What you should do: Compute how many lines below contain the word "child" and respond with that number only.
── Supplied entries
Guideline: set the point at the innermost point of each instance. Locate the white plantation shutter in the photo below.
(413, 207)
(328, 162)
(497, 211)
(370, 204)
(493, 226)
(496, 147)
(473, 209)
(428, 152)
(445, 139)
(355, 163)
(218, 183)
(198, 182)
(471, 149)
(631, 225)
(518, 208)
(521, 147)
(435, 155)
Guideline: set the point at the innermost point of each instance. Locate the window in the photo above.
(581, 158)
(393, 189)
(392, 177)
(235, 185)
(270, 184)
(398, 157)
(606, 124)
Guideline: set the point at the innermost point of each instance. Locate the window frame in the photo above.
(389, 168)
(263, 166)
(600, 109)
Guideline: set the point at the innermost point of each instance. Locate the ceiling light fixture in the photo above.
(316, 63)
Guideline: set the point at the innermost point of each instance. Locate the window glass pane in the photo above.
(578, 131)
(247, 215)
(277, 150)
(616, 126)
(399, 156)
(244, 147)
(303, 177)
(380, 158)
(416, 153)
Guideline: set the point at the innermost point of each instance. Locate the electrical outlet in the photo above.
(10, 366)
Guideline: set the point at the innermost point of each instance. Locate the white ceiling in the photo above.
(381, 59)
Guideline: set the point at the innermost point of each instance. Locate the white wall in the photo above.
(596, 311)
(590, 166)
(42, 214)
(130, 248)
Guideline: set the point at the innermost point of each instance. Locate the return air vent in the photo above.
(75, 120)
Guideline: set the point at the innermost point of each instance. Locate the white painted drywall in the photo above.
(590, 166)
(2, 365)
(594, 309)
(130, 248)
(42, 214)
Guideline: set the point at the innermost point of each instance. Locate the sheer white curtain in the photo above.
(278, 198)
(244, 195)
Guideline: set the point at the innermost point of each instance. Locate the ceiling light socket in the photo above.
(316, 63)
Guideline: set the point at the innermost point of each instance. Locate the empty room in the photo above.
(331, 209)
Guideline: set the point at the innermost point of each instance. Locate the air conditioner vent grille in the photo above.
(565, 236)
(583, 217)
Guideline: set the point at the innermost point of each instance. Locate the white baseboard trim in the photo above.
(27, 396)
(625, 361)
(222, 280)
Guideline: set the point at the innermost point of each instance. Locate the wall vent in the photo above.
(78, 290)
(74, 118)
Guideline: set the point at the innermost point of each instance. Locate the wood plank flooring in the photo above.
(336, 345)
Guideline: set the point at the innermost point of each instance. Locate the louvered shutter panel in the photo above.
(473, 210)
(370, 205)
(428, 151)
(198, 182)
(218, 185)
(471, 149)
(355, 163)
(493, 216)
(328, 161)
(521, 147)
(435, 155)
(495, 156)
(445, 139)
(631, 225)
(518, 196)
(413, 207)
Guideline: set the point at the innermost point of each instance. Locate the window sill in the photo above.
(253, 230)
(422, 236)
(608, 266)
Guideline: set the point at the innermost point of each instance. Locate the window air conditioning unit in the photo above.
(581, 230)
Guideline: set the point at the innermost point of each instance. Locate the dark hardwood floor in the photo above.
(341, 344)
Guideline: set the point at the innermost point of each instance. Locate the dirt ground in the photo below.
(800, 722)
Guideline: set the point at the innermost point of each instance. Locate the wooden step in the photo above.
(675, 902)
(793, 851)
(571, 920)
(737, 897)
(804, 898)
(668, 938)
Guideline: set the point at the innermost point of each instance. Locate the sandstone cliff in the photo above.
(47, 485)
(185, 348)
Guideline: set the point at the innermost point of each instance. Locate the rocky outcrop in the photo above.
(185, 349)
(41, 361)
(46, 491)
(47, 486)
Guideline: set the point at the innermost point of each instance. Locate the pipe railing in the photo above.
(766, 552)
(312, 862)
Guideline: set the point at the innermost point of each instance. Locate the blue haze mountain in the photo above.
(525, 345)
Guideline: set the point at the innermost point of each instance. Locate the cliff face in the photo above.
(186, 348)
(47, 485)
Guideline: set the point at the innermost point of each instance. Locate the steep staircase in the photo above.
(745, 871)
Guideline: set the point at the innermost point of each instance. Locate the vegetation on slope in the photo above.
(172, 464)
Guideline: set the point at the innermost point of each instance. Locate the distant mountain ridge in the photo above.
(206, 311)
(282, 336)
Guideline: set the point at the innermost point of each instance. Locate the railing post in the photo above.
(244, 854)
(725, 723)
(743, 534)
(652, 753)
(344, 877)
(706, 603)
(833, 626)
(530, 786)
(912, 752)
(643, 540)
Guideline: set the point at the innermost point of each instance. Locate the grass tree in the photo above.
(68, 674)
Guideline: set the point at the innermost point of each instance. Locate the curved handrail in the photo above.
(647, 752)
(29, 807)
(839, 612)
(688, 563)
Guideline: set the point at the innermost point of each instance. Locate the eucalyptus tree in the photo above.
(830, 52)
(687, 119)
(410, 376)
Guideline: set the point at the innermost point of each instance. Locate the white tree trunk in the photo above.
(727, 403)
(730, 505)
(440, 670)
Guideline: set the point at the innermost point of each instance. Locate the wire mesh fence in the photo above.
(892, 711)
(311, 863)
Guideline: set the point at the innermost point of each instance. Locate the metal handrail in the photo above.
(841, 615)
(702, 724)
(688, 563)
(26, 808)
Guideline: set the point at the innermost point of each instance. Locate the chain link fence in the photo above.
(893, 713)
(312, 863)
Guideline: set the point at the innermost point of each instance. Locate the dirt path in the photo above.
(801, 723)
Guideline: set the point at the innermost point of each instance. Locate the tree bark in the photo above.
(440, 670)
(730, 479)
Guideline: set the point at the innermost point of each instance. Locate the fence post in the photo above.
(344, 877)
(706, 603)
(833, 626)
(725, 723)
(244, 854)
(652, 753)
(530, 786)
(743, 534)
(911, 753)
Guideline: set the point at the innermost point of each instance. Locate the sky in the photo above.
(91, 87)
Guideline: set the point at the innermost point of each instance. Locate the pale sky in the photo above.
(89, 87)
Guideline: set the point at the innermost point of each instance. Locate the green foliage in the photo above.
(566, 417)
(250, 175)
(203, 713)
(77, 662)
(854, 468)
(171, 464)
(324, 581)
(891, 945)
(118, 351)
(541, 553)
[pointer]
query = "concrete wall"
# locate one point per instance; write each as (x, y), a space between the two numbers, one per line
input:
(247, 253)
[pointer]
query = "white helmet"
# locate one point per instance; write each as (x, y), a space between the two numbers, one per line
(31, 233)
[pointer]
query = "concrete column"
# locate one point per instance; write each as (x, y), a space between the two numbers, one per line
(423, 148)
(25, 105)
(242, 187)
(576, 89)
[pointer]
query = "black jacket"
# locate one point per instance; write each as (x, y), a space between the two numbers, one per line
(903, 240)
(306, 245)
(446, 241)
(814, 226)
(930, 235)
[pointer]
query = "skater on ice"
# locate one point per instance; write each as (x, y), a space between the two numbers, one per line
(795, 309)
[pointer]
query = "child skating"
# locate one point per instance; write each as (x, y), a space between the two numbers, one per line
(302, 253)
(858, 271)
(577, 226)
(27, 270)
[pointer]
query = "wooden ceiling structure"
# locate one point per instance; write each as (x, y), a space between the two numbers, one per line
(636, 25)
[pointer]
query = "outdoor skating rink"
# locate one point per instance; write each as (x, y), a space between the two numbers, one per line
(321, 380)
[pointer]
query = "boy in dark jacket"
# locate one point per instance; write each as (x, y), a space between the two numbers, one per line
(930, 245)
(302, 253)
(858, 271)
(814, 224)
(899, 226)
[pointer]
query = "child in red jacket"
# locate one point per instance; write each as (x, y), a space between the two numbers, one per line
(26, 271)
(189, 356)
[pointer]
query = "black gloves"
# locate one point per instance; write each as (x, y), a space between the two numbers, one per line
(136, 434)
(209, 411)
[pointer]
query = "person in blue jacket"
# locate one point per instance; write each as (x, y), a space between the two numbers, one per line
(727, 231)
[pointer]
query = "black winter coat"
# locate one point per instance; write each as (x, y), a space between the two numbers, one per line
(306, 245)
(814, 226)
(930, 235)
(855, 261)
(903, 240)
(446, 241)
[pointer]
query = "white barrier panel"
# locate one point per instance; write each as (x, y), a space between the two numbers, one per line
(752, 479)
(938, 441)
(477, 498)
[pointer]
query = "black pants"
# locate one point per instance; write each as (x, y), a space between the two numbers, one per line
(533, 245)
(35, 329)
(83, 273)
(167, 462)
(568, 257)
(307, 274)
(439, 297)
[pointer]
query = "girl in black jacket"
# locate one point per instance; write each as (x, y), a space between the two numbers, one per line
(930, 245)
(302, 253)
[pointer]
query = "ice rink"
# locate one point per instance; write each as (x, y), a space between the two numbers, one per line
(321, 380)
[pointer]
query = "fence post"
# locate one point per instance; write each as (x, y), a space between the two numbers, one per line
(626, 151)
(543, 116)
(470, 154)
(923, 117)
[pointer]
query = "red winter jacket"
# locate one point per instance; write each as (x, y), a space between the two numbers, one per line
────
Expected answer: 2